* [GIVEN DATA]:

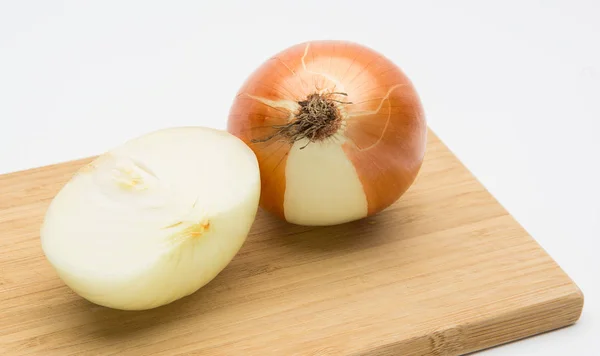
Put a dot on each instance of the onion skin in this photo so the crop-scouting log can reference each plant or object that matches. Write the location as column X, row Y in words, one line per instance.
column 383, row 131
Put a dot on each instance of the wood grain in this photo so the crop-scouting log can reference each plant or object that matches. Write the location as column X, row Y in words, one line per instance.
column 444, row 271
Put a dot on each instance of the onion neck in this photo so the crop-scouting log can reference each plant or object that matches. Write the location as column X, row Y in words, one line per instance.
column 318, row 117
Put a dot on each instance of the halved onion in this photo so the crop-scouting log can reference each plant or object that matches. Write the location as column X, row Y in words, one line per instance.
column 155, row 219
column 338, row 129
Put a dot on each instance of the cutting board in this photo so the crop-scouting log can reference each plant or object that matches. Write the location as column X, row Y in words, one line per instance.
column 444, row 271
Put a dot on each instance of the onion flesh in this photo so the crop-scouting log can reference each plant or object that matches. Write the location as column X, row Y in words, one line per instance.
column 154, row 219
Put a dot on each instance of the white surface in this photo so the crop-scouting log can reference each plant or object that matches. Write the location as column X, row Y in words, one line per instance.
column 512, row 87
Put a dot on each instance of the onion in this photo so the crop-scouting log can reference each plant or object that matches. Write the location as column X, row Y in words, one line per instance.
column 154, row 219
column 338, row 130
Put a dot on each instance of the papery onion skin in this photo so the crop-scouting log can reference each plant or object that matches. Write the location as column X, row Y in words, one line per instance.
column 154, row 219
column 368, row 164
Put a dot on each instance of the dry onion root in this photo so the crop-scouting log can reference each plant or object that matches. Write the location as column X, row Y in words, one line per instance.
column 338, row 129
column 155, row 219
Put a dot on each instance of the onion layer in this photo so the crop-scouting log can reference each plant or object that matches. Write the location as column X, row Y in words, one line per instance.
column 155, row 219
column 338, row 129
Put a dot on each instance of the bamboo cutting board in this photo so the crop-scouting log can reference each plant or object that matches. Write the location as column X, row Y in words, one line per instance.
column 444, row 271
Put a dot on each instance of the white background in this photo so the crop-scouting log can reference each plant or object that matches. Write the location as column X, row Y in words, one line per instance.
column 513, row 88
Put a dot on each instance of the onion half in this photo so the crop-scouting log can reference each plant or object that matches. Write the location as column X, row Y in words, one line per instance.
column 338, row 129
column 155, row 219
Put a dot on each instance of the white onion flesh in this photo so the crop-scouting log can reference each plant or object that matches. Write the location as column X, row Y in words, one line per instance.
column 322, row 169
column 155, row 219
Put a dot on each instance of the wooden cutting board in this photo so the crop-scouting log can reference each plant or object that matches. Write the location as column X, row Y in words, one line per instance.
column 444, row 271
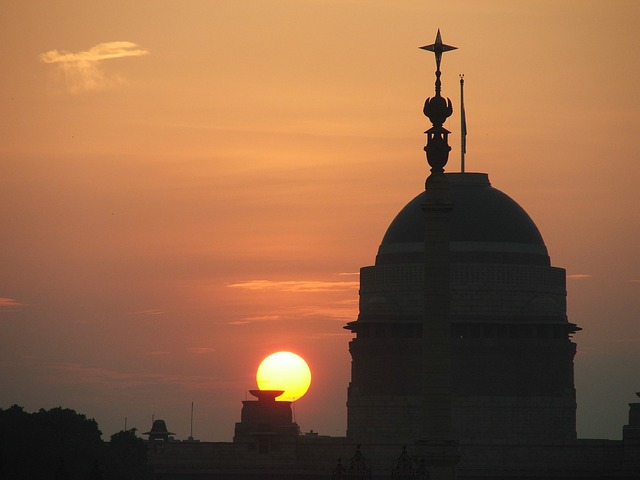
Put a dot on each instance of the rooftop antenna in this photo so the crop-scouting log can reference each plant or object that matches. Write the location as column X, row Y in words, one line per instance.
column 463, row 125
column 191, row 430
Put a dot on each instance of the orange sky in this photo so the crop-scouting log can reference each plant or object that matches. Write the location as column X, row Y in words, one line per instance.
column 190, row 186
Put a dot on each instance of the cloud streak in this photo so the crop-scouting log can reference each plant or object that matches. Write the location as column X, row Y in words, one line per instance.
column 295, row 285
column 579, row 276
column 82, row 71
column 6, row 302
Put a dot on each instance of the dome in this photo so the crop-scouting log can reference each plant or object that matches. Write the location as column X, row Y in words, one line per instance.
column 483, row 219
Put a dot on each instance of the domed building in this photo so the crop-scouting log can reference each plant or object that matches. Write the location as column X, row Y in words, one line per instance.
column 462, row 357
column 512, row 354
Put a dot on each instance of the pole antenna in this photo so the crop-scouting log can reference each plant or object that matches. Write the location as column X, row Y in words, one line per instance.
column 463, row 125
column 191, row 431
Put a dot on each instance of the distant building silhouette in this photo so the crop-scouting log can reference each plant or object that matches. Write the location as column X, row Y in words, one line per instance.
column 462, row 359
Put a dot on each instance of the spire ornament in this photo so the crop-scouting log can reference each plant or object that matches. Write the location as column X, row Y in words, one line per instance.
column 437, row 109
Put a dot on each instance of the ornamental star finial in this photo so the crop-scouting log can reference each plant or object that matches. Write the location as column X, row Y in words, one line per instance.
column 438, row 48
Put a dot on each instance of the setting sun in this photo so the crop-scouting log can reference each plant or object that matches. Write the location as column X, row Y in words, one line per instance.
column 284, row 371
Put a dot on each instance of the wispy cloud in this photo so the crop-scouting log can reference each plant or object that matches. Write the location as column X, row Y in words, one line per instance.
column 579, row 276
column 151, row 311
column 295, row 285
column 200, row 350
column 10, row 303
column 82, row 71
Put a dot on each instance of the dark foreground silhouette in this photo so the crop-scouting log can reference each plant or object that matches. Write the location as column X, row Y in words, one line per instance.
column 62, row 444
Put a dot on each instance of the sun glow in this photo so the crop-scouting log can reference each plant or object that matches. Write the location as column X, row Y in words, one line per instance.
column 284, row 371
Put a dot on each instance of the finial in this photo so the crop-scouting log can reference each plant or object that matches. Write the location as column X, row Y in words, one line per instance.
column 438, row 110
column 438, row 48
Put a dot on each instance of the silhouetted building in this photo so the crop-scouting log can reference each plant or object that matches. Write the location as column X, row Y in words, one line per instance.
column 159, row 432
column 462, row 360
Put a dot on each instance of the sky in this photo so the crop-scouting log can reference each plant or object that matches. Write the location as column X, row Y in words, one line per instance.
column 187, row 187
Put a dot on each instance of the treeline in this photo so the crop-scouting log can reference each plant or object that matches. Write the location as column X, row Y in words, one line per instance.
column 60, row 444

* [PROBLEM REQUIREMENTS]:
Transcribe the records above verbatim. Do not carry over any picture.

* [SOLUTION TO THIS PROBLEM]:
Put a dot on each instance of the onion skin in this photo so the crop-scouting log can reference each plant or object that matches. Write the location as column X, row Y in words, one line per instance.
column 383, row 131
Put a dot on each instance of the wood grain in this photo so the crop-scouting log can reference each plant or object that matches. Write the location as column X, row Y in words, one line per instance.
column 444, row 271
Put a dot on each instance of the onion neck in this photo so the crop-scouting log can reference each plant or object that matches. Write the location as column X, row Y in words, one line per instance.
column 318, row 117
Put a dot on each instance of the halved onion in this photo so the crop-scouting log can reference each plant or object that matches. Write the location as column X, row Y in words, one line per instance.
column 155, row 219
column 338, row 129
Put a dot on each instance of the cutting board in this photo so the crop-scouting log can reference each plant or object that matches. Write the location as column X, row Y in words, one line per instance.
column 444, row 271
Put a dot on each instance of the onion flesh in this photo so the crop-scouting log can reference each plant or object that matches. Write the location as column X, row Y in words, one line per instance.
column 154, row 219
Put a dot on each instance of the white surface in this photo so the crop-scouting log can reference each plant or object that matches. Write the location as column X, row Y in words, one line per instance.
column 512, row 87
Put a dot on each instance of the onion in this photo so the crop-scouting log can reference each plant or object that matches. Write the location as column X, row Y in words, one line per instance.
column 154, row 219
column 338, row 130
Put a dot on each instance of the papery onion skin in this photo so the crop-scouting log can reference each plant or object that matches. Write the location as column X, row Y in words, one line per instance.
column 154, row 219
column 368, row 164
Put a dot on each instance of the dry onion root in this photo so the crop-scouting log can reference each plant or object that matches. Write the location as column X, row Y in words, one line per instance.
column 338, row 129
column 155, row 219
Put a dot on each instance of the onion layer in this photo so the crop-scouting log can reference each plant or object that matches. Write the location as column X, row Y in words, one line per instance.
column 155, row 219
column 338, row 129
Put a dot on each instance of the bamboo cutting board in this photo so the crop-scouting log can reference each plant or object that matches. Write the location as column X, row Y in words, one line per instance.
column 444, row 271
Put a dot on each instance of the white background in this photo so the crop-scouting log can reference each plant or object that matches. Write the location as column X, row Y in words, one line per instance.
column 513, row 88
Put a dot on each instance of the onion half in this photo so the crop-scouting log can reference each plant or object that matches. Write the location as column X, row Y in words, one line per instance.
column 338, row 129
column 155, row 219
Put a dot on each instance of the white onion flesh in this photo so the crop-scouting log can reference each plant or object that matches. Write the location as column X, row Y in words, one line per instance.
column 322, row 169
column 155, row 219
Put a dot on each instance of the wooden cutting board in this photo so the crop-scouting log can reference each plant or object that matches. Write the location as column X, row Y in words, one line per instance.
column 444, row 271
Put a dot on each instance of the rooftop antenna in this photo so the crop-scouting log can reference each plant or object that matches. Write the location as column X, row Y in words, one line per instance.
column 463, row 125
column 191, row 430
Put a dot on each instance of the orange sky in this photo so the crop-scouting log can reference each plant or object that matches. Write the location as column X, row Y in words, one line per instance.
column 190, row 186
Put a dot on each instance of the cloud streak in this photo so the crop-scouting log can reference each plant or object that matches. Write the location as column X, row Y in words, one line per instance.
column 295, row 285
column 579, row 276
column 82, row 71
column 6, row 302
Put a dot on each instance of the dome in this photo so the crop-scouting log can reference each plant or object that matches. Write the location as column X, row Y in words, one line per instance.
column 483, row 219
Put a dot on each instance of the domed building in this photo so the crop-scouting log can reference each plant or object that matches. Write the location as column X, row Y in words, one line per instance.
column 462, row 357
column 512, row 354
Put a dot on each instance of the pole antenna in this photo so the crop-scouting log can reference each plant or object that matches. Write the location as column X, row Y in words, one line per instance.
column 463, row 125
column 191, row 431
Put a dot on each instance of the distant building silhouette in this photo so the crop-scouting log can reference each plant or object that matches. Write the location as column X, row Y in words, one line per instance.
column 462, row 359
Put a dot on each instance of the spire ornament in this photo so the crop-scouting log can reference each plant or object that matches. Write the location as column X, row Y in words, one line per instance.
column 437, row 109
Put a dot on each instance of the ornamental star finial in this photo so the crop-scouting log can reference each plant or object that matches. Write the location as column X, row Y in words, one line per instance.
column 438, row 48
Put a dot on each instance of the setting sun in this photo so the crop-scouting log can reference each plant or object that matches. Write the location as column X, row Y in words, one line per instance.
column 284, row 371
Put a dot on each instance of the wispy cloud in this photo so the crop-scouting log can reference each plant or object that matches. Write the location as column X, row Y in words, one line per instance.
column 579, row 276
column 151, row 311
column 295, row 285
column 200, row 350
column 10, row 303
column 82, row 71
Put a dot on each instance of the dark foreground silhouette in this photo so the crop-scouting log can reference each plant or object that matches. Write the location as column X, row Y in words, one line per instance.
column 62, row 444
Put a dot on each instance of the sun glow in this photo so the crop-scouting log can reference each plant or object that matches. Write the location as column X, row Y in words, one line per instance.
column 284, row 371
Put a dot on each instance of the finial in this photo so the crop-scouting log can reference each plant or object that matches. Write the location as column X, row Y in words, one line per instance.
column 438, row 110
column 438, row 48
Put a dot on each instance of the silhouetted building in this photo so the crop-scouting log can reference each plant or object that matches. Write the location as column X, row Y in words, one line per instance.
column 159, row 432
column 462, row 360
Put a dot on each instance of the sky in this photo so the crop-scouting log can reference each plant or object that matches. Write the location as column X, row Y in words, one line per instance.
column 187, row 187
Put a dot on each instance of the treeline in this photo so the crop-scouting log can reference each plant or object that matches. Write the location as column X, row Y in words, one line per instance.
column 60, row 444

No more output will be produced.